■ Task directions:
Exact copies of the lines from the line containing "Dear assistant, the user would like the arched" through the last line of the entries below are the whole answer.

------ Data under study

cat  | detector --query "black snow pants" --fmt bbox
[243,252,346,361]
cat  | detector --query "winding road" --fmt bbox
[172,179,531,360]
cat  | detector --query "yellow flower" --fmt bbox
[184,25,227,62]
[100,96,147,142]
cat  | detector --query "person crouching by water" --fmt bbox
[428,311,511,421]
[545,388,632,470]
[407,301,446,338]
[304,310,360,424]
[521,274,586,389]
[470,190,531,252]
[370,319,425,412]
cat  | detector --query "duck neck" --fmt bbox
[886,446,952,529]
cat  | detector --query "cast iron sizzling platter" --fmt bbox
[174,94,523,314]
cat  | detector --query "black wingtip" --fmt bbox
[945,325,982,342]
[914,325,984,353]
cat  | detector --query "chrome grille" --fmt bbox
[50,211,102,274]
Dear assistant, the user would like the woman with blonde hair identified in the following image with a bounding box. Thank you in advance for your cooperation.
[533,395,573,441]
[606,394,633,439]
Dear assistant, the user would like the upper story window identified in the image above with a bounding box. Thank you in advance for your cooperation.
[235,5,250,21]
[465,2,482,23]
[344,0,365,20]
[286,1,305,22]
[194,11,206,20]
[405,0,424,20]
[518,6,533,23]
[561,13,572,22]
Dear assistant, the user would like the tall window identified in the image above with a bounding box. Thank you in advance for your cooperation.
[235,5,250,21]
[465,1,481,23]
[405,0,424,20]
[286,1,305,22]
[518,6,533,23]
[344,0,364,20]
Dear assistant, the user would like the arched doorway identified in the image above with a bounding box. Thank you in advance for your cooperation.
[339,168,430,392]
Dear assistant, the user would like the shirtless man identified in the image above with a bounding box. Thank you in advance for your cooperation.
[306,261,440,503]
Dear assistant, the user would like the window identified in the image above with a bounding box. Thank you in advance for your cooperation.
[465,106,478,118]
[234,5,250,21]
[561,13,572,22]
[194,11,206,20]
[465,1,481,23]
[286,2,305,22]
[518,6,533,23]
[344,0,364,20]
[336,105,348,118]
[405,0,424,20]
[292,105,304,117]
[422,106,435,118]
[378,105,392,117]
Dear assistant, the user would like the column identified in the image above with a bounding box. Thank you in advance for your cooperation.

------------

■ Exercise solution:
Dear assistant, the user would like the arched doorway identified in the image above with a bounding box. Thank you in advance for your cooperation.
[339,168,430,392]
Dear assistant, the user would like the shirtless man identified in the image above with a bounding box. Thank you in advance for your cooperation.
[306,261,440,503]
Dear assistant, the user would like the window identified in the image above with a bounding box. Thank you in advance for your cooperation.
[465,106,478,118]
[234,5,250,21]
[561,13,572,22]
[194,11,206,20]
[465,1,481,23]
[286,2,305,22]
[518,6,533,23]
[344,0,364,20]
[336,105,348,118]
[405,0,424,20]
[292,105,304,117]
[422,106,435,118]
[378,105,392,117]
Dear assistant, the user would like the column identified in the image above with a bounding box. Thank you in advance for your cooperation.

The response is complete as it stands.